__Source text__.
********
# I fell in love with the Orthodox liturgy.



## seitt

Greetings

How can I say, “I fell in love with the Orthodox liturgy”?

Is it okay to use ερωτέυομαι in such cases, or is it inappropriate?

Best wishes, and many thanks,

Simon


----------



## sotos

It's OK. "Είμαι ερωτευμένος/-η με την ορθόδοξη λειτουργία".


----------



## seitt

Many thanks - or, to describe what happened, can I say the following?

Ερωτέυτηκα την ορθόδοξη λειτουργία.

(Without με, isn't it?)


----------



## deerdock

"Έπεσα ερωτευμένος/-η με την ορθόδοξη λειτουργία" might be more accurate to your original request.


----------



## Perseas

seitt said:


> Ερωτ*εύ*τηκα την ορθόδοξη λειτουργία.


Very good.
********
__Data extract__.
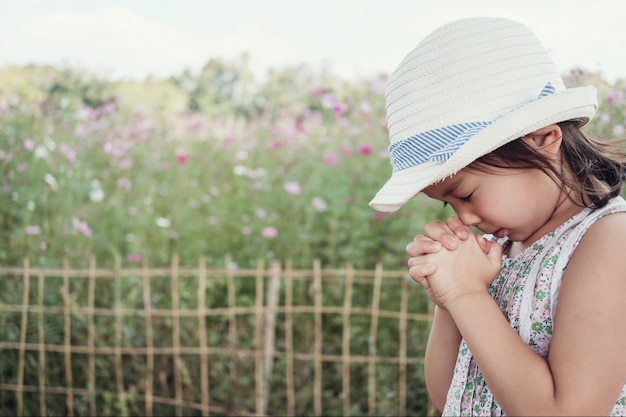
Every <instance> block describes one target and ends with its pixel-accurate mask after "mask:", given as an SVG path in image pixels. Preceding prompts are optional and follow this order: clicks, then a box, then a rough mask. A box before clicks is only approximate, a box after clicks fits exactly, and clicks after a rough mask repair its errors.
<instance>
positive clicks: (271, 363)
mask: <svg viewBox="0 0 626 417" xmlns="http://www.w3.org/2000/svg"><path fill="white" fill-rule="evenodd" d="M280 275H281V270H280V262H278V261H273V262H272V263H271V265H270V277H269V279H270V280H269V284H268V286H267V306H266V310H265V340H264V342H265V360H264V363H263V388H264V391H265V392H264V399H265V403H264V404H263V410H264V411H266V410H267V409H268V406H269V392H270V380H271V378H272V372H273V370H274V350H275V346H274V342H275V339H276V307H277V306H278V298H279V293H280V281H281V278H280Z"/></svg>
********
Can you reproduce the part of the Orthodox liturgy thread that begins at the words "Many thanks - or, to" and stops after "your original request."?

__Exercise output__.
Many thanks - or, to describe what happened, can I say the following?

Ερωτέυτηκα την ορθόδοξη λειτουργία.

(Without με, isn't it?)


----------



## deerdock

"Έπεσα ερωτευμένος/-η με την ορθόδοξη λειτουργία" might be more accurate to your original request.